▸ **Exercise prompt**
Beginning with the first line of the data below, set down each line exactly through the line that contains "e.g. point(518, 105)".

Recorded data
* * *
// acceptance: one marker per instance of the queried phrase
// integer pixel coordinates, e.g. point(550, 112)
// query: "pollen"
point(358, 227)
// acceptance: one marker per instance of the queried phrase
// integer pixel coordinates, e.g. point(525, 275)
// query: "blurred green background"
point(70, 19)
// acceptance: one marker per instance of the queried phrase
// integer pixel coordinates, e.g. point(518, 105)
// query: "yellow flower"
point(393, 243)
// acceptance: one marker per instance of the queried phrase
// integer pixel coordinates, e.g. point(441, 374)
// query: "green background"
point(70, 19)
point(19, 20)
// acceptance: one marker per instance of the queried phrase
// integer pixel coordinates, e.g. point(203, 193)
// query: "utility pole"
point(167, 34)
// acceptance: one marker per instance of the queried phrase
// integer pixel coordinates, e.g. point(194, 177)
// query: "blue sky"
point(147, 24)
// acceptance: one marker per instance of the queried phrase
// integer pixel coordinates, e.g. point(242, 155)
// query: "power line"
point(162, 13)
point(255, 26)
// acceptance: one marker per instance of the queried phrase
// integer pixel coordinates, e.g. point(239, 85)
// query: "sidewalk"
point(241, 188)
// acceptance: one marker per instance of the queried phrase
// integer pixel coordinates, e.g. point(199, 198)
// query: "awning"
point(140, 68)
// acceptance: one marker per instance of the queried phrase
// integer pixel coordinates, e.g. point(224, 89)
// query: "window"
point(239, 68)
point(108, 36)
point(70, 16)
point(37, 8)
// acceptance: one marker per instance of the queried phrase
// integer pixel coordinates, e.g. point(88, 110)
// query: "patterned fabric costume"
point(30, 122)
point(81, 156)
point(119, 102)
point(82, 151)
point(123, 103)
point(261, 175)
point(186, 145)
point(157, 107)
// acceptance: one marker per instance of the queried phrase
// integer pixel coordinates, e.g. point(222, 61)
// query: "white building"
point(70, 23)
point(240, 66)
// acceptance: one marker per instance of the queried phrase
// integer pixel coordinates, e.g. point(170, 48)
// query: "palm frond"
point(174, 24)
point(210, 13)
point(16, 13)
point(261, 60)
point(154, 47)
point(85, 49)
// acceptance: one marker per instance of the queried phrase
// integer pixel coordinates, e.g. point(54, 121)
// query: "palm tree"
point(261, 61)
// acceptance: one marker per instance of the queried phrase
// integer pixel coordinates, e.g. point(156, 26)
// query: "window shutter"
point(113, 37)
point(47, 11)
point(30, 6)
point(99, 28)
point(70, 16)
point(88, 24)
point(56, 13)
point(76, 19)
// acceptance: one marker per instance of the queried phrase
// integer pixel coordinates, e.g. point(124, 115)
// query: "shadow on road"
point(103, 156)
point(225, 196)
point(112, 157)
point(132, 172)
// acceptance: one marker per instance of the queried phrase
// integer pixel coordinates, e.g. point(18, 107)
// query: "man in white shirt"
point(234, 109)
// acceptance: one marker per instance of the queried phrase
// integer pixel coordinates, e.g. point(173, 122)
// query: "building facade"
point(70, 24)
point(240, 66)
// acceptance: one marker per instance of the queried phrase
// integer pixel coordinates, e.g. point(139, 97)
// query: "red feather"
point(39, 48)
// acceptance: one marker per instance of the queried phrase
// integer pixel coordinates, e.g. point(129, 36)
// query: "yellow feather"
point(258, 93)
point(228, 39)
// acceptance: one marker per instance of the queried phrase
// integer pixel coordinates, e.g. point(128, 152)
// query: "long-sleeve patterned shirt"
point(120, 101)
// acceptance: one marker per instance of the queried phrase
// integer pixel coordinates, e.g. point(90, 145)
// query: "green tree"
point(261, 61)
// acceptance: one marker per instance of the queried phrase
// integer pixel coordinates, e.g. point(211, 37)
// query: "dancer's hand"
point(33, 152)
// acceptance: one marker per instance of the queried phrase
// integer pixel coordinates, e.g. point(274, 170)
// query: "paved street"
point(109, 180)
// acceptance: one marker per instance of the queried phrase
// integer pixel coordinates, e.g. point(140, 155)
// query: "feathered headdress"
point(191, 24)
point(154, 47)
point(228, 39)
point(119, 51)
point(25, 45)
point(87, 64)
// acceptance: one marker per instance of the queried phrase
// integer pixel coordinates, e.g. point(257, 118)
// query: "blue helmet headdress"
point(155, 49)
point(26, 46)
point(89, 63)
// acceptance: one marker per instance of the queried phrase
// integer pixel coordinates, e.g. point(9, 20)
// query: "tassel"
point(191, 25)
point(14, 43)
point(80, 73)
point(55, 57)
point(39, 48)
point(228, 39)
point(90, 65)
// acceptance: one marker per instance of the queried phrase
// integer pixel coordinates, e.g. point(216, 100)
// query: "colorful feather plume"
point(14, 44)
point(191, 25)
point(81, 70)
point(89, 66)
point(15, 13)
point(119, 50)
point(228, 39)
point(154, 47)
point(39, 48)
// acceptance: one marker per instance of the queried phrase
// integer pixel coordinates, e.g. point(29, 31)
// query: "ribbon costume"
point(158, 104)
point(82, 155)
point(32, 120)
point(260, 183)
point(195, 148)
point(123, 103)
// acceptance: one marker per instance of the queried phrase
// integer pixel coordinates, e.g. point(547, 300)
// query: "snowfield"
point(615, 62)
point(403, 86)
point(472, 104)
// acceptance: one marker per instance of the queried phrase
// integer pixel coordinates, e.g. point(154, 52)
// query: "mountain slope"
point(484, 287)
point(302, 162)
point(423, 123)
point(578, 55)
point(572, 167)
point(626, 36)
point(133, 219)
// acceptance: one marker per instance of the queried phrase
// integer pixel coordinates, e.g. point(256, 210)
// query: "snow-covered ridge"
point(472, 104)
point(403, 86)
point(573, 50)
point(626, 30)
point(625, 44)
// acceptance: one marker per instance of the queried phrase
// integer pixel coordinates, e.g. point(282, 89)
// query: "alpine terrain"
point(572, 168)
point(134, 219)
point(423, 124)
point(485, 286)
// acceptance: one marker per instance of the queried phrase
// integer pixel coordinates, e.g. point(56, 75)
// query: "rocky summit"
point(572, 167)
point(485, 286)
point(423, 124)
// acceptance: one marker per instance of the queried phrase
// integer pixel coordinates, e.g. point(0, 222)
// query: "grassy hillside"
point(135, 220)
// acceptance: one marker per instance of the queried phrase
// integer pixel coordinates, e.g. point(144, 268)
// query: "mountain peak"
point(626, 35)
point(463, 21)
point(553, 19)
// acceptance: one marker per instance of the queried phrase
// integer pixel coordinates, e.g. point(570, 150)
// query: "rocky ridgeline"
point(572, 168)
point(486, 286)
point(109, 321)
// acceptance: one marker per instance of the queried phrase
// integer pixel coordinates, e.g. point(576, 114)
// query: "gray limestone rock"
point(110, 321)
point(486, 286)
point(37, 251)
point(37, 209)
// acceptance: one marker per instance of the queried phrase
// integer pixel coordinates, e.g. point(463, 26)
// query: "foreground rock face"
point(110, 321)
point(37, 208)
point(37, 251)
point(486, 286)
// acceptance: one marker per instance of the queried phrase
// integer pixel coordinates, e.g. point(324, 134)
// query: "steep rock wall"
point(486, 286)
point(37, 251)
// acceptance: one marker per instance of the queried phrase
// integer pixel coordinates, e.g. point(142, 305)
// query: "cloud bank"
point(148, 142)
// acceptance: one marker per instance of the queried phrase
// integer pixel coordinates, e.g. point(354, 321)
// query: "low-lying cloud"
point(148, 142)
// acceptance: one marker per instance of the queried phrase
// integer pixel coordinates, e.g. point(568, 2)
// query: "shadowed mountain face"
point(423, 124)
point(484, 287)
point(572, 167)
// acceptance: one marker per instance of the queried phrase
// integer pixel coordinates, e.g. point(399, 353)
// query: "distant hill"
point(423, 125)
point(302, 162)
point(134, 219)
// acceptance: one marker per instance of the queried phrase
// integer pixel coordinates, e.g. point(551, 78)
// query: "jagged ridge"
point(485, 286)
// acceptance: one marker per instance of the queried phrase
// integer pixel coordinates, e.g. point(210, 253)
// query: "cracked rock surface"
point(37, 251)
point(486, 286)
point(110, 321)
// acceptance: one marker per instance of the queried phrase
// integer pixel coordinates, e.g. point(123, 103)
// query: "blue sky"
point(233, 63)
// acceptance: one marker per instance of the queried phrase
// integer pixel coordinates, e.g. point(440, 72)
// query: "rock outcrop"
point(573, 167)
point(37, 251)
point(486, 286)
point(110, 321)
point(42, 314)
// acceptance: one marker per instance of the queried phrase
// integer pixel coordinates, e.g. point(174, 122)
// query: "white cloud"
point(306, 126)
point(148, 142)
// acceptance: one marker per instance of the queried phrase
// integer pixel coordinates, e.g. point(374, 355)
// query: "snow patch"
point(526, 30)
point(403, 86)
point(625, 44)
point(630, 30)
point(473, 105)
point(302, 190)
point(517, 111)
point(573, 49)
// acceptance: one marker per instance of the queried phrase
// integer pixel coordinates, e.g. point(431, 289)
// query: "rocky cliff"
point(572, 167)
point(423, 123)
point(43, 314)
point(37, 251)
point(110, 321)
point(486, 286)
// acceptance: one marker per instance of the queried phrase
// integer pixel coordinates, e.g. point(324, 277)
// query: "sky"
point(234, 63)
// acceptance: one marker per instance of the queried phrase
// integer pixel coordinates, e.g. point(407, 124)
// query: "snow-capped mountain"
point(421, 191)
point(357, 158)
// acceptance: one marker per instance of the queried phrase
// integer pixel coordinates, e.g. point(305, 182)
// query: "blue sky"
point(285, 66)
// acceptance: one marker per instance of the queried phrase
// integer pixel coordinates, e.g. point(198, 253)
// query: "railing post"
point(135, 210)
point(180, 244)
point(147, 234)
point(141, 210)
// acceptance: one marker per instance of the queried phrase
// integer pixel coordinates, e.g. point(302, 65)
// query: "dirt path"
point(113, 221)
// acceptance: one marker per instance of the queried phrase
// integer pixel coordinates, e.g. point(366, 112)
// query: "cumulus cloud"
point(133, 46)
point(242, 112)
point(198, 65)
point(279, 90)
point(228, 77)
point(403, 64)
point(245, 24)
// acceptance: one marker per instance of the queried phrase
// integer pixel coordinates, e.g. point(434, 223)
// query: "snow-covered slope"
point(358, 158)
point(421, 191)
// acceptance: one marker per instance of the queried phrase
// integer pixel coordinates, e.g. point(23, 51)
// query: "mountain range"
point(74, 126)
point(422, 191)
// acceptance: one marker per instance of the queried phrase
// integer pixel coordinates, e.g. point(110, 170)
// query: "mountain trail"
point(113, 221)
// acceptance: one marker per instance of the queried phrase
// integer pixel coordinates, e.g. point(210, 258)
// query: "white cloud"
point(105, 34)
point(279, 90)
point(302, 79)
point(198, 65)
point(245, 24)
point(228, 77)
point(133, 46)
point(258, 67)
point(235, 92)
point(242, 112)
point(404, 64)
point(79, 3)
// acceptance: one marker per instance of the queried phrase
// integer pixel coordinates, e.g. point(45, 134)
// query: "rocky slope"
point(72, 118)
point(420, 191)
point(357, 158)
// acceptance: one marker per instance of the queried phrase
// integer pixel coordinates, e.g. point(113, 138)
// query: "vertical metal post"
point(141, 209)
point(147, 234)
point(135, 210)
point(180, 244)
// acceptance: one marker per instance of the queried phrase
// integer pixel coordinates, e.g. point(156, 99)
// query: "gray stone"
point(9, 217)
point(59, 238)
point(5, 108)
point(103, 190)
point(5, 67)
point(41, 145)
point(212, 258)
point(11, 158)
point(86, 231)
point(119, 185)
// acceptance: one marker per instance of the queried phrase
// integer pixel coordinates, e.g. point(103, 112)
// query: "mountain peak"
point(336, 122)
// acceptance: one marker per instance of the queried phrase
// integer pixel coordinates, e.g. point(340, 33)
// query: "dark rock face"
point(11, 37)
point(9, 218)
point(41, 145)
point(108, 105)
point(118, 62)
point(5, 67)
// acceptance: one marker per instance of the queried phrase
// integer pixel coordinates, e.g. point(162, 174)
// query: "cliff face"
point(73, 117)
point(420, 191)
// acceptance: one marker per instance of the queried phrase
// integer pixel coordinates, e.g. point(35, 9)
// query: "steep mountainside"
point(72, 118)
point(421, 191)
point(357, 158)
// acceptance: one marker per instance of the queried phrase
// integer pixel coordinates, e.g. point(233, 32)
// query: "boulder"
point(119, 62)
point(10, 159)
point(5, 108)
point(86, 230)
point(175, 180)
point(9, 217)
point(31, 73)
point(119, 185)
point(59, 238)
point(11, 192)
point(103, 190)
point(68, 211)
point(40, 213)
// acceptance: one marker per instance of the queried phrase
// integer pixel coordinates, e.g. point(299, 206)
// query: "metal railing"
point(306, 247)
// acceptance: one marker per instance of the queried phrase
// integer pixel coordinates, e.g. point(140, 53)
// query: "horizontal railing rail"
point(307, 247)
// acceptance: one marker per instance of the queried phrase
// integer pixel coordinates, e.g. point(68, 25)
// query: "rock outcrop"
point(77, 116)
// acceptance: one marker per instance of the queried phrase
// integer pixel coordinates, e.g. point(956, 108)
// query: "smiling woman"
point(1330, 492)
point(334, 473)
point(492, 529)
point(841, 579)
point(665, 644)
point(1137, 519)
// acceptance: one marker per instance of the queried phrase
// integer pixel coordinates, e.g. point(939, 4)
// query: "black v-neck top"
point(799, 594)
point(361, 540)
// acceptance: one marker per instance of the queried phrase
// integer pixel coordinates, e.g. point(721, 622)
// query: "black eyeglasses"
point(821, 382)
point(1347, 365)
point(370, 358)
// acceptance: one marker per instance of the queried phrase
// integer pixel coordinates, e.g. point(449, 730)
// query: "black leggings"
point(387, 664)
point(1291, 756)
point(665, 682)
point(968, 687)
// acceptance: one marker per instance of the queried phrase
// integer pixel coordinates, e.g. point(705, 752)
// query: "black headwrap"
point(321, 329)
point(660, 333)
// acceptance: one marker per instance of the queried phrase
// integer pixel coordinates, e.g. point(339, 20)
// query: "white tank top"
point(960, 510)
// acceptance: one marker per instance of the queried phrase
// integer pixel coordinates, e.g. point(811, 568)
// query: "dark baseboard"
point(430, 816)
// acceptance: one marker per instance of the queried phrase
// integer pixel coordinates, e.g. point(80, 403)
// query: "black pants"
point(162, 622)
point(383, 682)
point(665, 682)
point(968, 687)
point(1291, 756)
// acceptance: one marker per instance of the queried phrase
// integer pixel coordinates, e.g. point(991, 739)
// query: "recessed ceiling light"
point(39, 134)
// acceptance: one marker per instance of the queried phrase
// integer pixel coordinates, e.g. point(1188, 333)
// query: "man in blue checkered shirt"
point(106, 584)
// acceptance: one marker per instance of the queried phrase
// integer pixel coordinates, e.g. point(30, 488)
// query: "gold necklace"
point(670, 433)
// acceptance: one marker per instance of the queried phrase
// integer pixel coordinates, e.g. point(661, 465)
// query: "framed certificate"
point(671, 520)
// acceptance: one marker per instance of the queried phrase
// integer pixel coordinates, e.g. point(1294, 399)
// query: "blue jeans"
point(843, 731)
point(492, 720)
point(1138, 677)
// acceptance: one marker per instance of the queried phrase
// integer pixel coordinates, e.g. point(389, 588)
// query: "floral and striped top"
* * *
▸ **Worked solution**
// acceptance: one marker per instance of the queried phrase
// integer pixel coordinates, e.g. point(550, 112)
// query: "pollen"
point(358, 227)
// acceptance: one marker per instance of the queried phrase
// integer pixel coordinates, e.g. point(525, 275)
// query: "blurred green background"
point(70, 19)
// acceptance: one marker per instance of the queried phrase
// integer pixel coordinates, e.g. point(518, 105)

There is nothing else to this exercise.